__Data extract__
BEGIN

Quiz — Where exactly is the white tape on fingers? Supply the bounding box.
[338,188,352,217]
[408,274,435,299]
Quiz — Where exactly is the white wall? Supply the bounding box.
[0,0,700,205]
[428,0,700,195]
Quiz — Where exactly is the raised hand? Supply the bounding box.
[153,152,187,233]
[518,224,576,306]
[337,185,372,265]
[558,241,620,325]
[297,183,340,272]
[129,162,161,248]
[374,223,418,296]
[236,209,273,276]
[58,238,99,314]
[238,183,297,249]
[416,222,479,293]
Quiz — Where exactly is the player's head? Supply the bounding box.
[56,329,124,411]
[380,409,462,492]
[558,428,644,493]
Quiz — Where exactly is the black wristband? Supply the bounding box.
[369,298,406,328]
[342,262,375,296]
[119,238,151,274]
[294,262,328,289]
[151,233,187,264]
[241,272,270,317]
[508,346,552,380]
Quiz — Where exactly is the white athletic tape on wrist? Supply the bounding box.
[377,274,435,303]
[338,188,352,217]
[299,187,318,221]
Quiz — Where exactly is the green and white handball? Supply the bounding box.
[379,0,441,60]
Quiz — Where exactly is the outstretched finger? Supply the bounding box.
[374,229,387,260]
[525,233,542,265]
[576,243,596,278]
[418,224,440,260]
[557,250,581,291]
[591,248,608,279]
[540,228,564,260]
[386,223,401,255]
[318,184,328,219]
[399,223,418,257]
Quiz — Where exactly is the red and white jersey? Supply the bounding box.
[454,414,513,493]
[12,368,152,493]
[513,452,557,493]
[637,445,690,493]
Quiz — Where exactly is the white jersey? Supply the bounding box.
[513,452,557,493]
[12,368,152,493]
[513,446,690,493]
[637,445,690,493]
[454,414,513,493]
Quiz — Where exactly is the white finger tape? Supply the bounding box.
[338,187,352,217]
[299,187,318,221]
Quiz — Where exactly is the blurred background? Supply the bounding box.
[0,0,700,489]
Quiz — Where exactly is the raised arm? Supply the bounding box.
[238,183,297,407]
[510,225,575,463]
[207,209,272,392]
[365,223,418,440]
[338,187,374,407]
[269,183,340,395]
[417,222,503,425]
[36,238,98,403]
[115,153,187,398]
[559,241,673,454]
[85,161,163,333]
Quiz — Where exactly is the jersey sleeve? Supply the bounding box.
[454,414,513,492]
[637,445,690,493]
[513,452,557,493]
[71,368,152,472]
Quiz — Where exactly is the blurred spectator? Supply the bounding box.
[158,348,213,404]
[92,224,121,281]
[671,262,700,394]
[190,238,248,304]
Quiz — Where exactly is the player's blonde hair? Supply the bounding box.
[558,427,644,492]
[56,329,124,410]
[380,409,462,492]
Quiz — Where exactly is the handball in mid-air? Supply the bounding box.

END

__Work required__
Copy each of the items above word for word, keeping them in their original order.

__Result of the exercise__
Quiz — Where exactly is the white tape on fingers? Supply the bounding box.
[338,188,352,217]
[408,274,435,299]
Quiz — Where exactly is the white wall? Supply the bounding box.
[0,0,700,205]
[428,0,700,195]
Quiz — Where exactly is the raised hand? Supply the bounding box.
[153,152,187,233]
[518,224,576,306]
[337,185,372,265]
[558,241,620,325]
[297,183,340,272]
[129,162,161,248]
[374,223,418,296]
[236,209,273,276]
[58,238,99,314]
[238,183,297,249]
[416,222,479,293]
Quiz — Where exactly is the player's head? Supply the bounding box.
[56,329,124,411]
[380,409,462,492]
[558,428,644,493]
Quiz — Where exactly is the black wristband? Supply the bounding box.
[369,298,406,328]
[342,262,375,296]
[119,238,151,274]
[294,262,328,289]
[151,233,187,264]
[241,272,270,317]
[508,346,552,380]
Quiz — Where exactly is the white athletic tape on wrist? Supply the bounding box.
[377,274,435,303]
[338,188,352,217]
[299,187,318,221]
Quiz — Where exactly is the green and white handball? Supply the bounding box.
[379,0,441,60]
Quiz — Where exactly is the outstretched finger? Supply the bounding box.
[374,229,387,260]
[525,233,542,265]
[576,243,596,278]
[418,224,440,260]
[557,250,581,291]
[591,248,608,279]
[540,228,564,260]
[386,223,401,255]
[318,184,328,219]
[399,223,418,257]
Quiz — Where exactly is the red and white jersey? Supply the bounding box.
[454,414,513,493]
[12,368,152,493]
[513,452,557,493]
[637,445,690,493]
Quiz — Where exactly is the white jersey? Supply the bounding box.
[513,452,557,493]
[12,368,152,493]
[513,446,690,493]
[637,445,690,493]
[454,414,513,493]
Quiz — Where exactly is the white finger tape? Supply the bounding box.
[338,187,352,217]
[299,187,318,221]
Quiz — Where exactly is the blurred background? Supply the bounding box.
[0,0,700,489]
Quiz — Where exactly is the raised arm? Supply the bounding box.
[238,183,297,407]
[510,225,575,463]
[207,209,272,392]
[365,223,418,440]
[338,187,374,407]
[269,183,340,395]
[417,222,503,425]
[36,238,98,403]
[115,153,187,398]
[559,241,673,454]
[85,161,163,333]
Quiz — Where exactly is the jersey sleeve? Supply the bounding box.
[454,414,513,492]
[637,445,690,493]
[513,452,557,493]
[71,368,152,472]
Quiz — Where exactly is the blurred spectator? Supply the bounding box.
[158,348,213,404]
[92,224,121,281]
[671,262,700,394]
[190,238,248,304]
Quiz — Where exactly is the player's blonde hair? Supply the bounding box.
[558,427,644,492]
[56,329,124,410]
[380,409,462,492]
Quiz — Where exactly is the handball in mid-air? Supply the bounding box.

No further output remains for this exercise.